### Exercise objective:
Could you write out only the records from the line with "Exercise. Mark the bow tie" up to and including the line with "<point>582,20</point>", changing "bow tie pasta" to "farfalle" and leaving everything else unchanged?

### Data shown:
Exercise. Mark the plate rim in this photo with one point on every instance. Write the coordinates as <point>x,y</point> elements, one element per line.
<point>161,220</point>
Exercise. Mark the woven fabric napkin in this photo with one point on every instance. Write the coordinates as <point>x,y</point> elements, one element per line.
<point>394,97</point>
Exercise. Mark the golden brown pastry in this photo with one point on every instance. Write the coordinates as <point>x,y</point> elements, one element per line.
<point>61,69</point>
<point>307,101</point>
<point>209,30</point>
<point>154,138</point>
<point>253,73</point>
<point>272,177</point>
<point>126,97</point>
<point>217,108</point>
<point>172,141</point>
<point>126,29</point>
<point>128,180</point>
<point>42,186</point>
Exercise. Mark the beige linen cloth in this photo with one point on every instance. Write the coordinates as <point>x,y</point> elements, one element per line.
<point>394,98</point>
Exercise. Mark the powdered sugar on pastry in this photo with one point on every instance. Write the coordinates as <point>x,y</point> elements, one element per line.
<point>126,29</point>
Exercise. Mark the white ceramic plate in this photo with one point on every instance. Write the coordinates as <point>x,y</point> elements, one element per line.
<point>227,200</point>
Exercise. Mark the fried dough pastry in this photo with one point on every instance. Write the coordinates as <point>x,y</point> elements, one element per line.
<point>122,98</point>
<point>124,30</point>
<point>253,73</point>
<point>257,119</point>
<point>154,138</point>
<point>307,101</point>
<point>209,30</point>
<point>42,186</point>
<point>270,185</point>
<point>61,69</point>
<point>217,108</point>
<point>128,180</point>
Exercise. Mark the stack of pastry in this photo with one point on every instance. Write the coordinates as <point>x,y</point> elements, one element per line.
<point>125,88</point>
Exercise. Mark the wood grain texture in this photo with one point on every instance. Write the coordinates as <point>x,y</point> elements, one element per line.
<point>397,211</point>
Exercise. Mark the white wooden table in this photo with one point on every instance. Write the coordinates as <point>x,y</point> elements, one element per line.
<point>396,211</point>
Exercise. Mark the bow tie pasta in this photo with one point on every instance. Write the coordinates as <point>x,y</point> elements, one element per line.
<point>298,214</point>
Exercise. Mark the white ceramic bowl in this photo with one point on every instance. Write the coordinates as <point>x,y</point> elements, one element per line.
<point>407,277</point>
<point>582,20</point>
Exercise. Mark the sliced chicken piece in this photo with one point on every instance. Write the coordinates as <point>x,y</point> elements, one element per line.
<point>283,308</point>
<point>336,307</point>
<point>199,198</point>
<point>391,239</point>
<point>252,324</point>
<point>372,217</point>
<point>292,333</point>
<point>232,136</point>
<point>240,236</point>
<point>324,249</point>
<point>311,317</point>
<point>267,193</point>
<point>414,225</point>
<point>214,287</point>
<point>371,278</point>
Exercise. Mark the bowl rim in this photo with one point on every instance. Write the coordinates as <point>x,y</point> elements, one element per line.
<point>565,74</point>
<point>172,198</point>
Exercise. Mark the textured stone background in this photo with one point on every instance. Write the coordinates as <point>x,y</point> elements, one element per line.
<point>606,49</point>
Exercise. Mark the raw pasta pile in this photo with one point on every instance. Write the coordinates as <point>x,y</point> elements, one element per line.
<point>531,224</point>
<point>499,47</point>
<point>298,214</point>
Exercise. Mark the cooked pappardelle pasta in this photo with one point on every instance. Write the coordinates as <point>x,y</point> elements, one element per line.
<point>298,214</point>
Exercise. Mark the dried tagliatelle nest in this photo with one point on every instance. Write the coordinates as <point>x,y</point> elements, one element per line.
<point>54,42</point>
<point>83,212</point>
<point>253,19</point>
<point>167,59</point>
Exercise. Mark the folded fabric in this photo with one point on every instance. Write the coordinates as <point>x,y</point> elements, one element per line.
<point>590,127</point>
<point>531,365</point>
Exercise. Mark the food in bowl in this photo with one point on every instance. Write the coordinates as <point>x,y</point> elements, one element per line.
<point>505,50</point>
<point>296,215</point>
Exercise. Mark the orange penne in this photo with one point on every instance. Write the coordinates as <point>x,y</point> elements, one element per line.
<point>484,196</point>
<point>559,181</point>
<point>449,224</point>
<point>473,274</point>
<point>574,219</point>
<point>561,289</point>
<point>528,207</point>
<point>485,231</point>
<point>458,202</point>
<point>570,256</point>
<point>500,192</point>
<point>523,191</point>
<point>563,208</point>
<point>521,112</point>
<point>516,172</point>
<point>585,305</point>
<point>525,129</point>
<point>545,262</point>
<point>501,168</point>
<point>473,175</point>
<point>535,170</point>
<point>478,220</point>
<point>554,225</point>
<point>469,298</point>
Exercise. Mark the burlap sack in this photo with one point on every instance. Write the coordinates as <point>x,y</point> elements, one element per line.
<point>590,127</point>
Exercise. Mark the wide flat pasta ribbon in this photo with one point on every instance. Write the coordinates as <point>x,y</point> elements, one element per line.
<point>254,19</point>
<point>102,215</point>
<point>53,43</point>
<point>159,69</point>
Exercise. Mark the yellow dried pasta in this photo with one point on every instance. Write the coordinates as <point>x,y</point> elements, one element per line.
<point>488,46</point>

### Solution below:
Exercise. Mark the farfalle in this photo with one point on every instance. Write the coordinates as <point>x,y</point> elements, one element per line.
<point>298,214</point>
Exercise. Mark the white ceramic bowl in this photo with one point on every instance. Write the coordinates as <point>x,y</point> elements, one element per line.
<point>407,277</point>
<point>582,20</point>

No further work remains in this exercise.